> [PROBLEM DESCRIPTION] Send back all of the records, each one exactly as written.

◆ ◆ ◆ ◆

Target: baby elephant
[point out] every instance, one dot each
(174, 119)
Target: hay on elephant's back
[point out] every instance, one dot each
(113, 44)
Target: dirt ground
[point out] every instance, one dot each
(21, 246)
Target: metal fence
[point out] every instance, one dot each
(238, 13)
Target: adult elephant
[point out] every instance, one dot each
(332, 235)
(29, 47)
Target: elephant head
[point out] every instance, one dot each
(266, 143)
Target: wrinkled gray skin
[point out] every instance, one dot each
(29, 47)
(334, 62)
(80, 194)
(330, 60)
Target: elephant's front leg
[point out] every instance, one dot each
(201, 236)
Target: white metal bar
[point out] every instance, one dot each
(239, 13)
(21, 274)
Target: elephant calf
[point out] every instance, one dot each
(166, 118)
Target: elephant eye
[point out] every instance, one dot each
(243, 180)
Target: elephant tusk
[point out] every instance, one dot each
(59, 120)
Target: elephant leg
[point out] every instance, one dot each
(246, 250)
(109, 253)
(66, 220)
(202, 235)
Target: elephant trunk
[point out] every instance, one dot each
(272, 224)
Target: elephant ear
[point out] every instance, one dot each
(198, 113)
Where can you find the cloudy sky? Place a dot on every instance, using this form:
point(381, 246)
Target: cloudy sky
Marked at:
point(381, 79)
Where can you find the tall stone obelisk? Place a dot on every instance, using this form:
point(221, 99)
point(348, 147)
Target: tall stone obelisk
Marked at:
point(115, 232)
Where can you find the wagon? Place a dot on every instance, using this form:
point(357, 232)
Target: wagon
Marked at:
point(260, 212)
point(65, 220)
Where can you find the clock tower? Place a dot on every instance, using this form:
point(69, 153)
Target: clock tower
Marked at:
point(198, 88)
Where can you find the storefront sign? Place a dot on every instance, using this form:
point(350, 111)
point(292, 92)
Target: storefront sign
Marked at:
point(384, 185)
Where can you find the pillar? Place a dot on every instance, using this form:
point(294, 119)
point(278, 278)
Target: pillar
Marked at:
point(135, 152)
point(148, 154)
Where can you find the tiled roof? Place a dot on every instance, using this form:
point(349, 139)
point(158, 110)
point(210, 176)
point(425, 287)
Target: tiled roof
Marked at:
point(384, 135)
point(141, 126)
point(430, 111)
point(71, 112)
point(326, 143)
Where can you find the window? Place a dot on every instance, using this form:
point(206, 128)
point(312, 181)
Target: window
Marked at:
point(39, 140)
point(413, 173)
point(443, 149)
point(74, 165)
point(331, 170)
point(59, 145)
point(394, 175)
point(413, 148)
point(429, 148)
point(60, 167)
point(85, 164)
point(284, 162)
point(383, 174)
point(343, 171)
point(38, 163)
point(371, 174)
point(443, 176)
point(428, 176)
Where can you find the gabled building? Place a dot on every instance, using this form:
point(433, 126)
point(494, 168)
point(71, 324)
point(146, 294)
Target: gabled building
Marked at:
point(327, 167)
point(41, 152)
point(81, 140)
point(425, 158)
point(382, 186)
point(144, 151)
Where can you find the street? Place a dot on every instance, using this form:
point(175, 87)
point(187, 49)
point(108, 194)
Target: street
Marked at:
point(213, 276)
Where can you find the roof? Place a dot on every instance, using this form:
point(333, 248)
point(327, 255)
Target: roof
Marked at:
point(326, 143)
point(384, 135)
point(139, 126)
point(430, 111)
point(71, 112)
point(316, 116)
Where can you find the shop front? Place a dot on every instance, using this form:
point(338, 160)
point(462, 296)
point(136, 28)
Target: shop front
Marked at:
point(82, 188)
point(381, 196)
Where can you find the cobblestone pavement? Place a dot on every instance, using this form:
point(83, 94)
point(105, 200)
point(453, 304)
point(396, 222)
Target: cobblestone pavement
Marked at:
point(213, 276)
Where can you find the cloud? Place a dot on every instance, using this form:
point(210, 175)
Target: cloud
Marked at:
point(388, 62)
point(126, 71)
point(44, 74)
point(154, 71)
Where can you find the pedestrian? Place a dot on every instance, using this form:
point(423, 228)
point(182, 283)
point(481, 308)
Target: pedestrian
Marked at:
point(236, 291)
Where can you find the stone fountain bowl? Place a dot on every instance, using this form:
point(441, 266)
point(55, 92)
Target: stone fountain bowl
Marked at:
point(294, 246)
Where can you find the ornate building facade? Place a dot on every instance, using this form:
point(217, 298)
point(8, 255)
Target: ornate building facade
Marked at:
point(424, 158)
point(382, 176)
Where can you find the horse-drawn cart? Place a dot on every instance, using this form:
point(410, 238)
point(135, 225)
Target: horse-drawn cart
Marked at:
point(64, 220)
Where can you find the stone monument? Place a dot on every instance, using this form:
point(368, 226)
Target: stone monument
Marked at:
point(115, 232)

◆ ◆ ◆ ◆

> [FINAL ANSWER]
Target: baby elephant
[point out] every instance, one dot each
(174, 119)
Target: hay on elephant's back
[point out] every instance, one dot each
(113, 44)
Target: dirt ground
[point out] every instance, one dot each
(21, 246)
Target: metal fence
[point out] every instance, one dot each
(238, 13)
Target: adult elephant
[point out] every instance, one dot each
(332, 235)
(29, 47)
Target: elephant head
[point out] every instance, one dot each
(266, 143)
Target: wrinkled gray skin
[point out] every instance, one dot each
(29, 47)
(334, 62)
(80, 194)
(330, 60)
Target: elephant's front leg
[point out] every instance, one dot each
(201, 236)
Target: white metal bar
[point out] every instance, one dot each
(239, 13)
(21, 274)
Target: elephant calf
[point out] every instance, one dot each
(166, 118)
Target: elephant eye
[point out] every instance, one dot each
(243, 180)
Target: elephant tusk
[point out] every instance, one dot each
(59, 120)
Target: elephant leg
[point out] every instance, one dot each
(246, 250)
(109, 253)
(66, 220)
(202, 235)
Target: elephant trunk
[point out] every instance, one dot each
(272, 224)
Target: elephant ear
[point out] every instance, one dot each
(198, 113)
Where can you find the cloudy sky? Place a dot on every instance, using this form:
point(381, 246)
Target: cloudy sky
Marked at:
point(381, 79)
Where can you find the tall stone obelisk? Place a dot on every instance, using this form:
point(221, 99)
point(348, 147)
Target: tall stone obelisk
Marked at:
point(115, 232)
Where can you find the wagon? Place a dot on every instance, using this form:
point(357, 232)
Target: wagon
Marked at:
point(260, 212)
point(65, 220)
Where can you find the clock tower? Place a dot on every instance, using this form:
point(69, 153)
Target: clock tower
Marked at:
point(198, 88)
Where can you find the storefront sign? Place a dot on every instance, using this form:
point(350, 111)
point(292, 92)
Target: storefront sign
Marked at:
point(384, 185)
Where can you find the pillar? Place a dot on every instance, using this form:
point(294, 119)
point(278, 278)
Target: pillar
Marked at:
point(135, 152)
point(148, 154)
Where can you find the tiled roof? Place a dot on every instance, using this form:
point(349, 139)
point(158, 110)
point(210, 176)
point(425, 287)
Target: tiled roof
Marked at:
point(384, 135)
point(141, 126)
point(430, 111)
point(71, 112)
point(326, 143)
Where can you find the window? Place a dot on every instance, using this form:
point(206, 128)
point(312, 181)
Target: window
Marked at:
point(39, 140)
point(413, 173)
point(443, 149)
point(74, 165)
point(331, 170)
point(59, 145)
point(394, 175)
point(413, 148)
point(429, 148)
point(60, 167)
point(85, 164)
point(284, 162)
point(383, 174)
point(343, 171)
point(38, 163)
point(371, 174)
point(443, 176)
point(428, 176)
Where can you find the gabled building? Place a dot on every instance, using this form:
point(433, 126)
point(494, 168)
point(71, 324)
point(146, 294)
Target: gabled building
Marked at:
point(327, 167)
point(41, 152)
point(81, 140)
point(425, 158)
point(382, 186)
point(144, 151)
Where can you find the street? Place a dot on every instance, using this form:
point(175, 87)
point(187, 49)
point(108, 194)
Target: street
Marked at:
point(213, 276)
Where can you find the roof? Place a dot on every instance, using this form:
point(333, 248)
point(327, 255)
Target: roof
Marked at:
point(326, 143)
point(384, 135)
point(139, 126)
point(430, 111)
point(71, 112)
point(316, 116)
Where can you find the shop front? Place a dot on every instance, using this form:
point(338, 160)
point(462, 296)
point(136, 28)
Target: shop front
Marked at:
point(82, 188)
point(381, 196)
Where can you find the cobblestone pavement? Place a dot on every instance, using this form:
point(83, 94)
point(105, 200)
point(453, 304)
point(396, 222)
Target: cobblestone pavement
Marked at:
point(213, 276)
Where can you find the cloud? Place a dot on every instance, using this form:
point(210, 175)
Target: cloud
Marked at:
point(388, 62)
point(126, 71)
point(44, 74)
point(154, 71)
Where can you find the pedestrian? Place a dot on every instance, using this form:
point(423, 228)
point(182, 283)
point(481, 308)
Target: pedestrian
Marked at:
point(236, 291)
Where can you find the stone fountain bowl? Place a dot on every instance, using this form:
point(441, 266)
point(55, 92)
Target: stone fountain bowl
Marked at:
point(294, 246)
Where can you find the ornate building facade? Place a dot on every instance, using this form:
point(217, 298)
point(8, 255)
Target: ornate building facade
Marked at:
point(424, 158)
point(382, 176)
Where can you find the horse-drawn cart? Place a dot on every instance, using this form:
point(410, 238)
point(135, 225)
Target: horse-drawn cart
Marked at:
point(64, 220)
Where can you find the stone monument? Place a dot on every instance, using this form:
point(368, 226)
Target: stone monument
Marked at:
point(115, 232)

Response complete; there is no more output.